# Written request
Please repeat all of the data below word for word, leaving the pictures out.

(Recorded data)
.....

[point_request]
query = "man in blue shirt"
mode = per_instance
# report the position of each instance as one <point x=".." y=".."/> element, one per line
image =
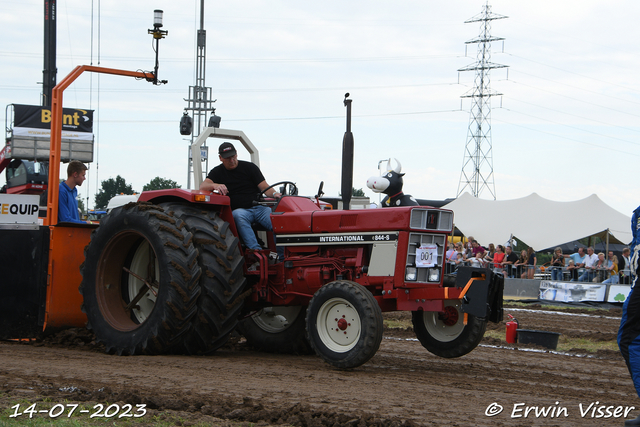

.....

# Output of the task
[point_request]
query = "man in blue shirt"
mode = per_instance
# report the position of each instance as one <point x=".." y=".."/> element, one per line
image =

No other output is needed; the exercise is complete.